* _Supplied material_
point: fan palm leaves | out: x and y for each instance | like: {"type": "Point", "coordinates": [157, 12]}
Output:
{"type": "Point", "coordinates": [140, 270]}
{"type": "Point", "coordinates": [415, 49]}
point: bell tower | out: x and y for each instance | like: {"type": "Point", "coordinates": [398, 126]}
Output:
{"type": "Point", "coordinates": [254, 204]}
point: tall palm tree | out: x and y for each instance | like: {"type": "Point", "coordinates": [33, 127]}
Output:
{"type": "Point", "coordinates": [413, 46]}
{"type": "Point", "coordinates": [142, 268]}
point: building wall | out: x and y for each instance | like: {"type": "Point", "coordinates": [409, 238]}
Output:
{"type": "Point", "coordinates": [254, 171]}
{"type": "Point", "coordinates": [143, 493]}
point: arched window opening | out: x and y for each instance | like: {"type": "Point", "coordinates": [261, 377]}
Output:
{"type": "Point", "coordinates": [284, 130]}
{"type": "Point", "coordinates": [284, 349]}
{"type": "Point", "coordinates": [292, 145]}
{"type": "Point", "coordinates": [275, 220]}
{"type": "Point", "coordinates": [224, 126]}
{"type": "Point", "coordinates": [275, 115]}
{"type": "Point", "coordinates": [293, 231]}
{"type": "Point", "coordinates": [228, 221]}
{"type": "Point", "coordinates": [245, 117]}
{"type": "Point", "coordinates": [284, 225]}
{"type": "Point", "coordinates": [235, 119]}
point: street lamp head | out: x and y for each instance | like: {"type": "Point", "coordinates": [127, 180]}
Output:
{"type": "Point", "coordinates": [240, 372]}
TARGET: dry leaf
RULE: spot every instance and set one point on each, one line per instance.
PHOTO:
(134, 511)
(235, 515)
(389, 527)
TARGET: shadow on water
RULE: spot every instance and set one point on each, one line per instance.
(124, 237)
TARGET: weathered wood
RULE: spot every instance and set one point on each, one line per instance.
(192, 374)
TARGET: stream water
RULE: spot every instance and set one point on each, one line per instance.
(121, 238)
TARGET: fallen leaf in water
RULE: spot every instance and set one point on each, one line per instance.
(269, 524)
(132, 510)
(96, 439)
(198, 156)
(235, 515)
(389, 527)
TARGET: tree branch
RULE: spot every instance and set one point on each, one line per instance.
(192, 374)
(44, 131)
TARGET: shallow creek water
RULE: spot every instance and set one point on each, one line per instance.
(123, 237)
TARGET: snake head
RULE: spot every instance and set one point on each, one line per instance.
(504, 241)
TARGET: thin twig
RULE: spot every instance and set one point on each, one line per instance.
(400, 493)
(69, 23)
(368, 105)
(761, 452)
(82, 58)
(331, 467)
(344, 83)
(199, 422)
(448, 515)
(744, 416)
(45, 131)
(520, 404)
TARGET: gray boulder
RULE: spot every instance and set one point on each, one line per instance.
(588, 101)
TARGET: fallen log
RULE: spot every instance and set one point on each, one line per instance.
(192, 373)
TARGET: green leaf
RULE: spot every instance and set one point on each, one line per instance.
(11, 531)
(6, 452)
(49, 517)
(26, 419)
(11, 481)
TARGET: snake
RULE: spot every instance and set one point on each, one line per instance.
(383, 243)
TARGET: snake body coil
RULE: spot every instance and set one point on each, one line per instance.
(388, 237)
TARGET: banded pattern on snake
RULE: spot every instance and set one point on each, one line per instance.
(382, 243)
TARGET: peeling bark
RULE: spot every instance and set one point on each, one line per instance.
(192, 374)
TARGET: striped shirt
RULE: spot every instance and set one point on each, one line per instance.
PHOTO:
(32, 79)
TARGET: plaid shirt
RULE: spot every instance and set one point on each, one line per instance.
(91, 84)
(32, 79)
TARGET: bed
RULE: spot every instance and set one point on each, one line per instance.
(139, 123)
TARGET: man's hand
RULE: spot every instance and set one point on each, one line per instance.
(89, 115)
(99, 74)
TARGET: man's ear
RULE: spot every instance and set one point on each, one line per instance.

* _What you will do_
A copy of each line in the data above that holds the string "fallen" is needed.

* _Exercise output_
TARGET: fallen leaf in water
TARGET: fallen log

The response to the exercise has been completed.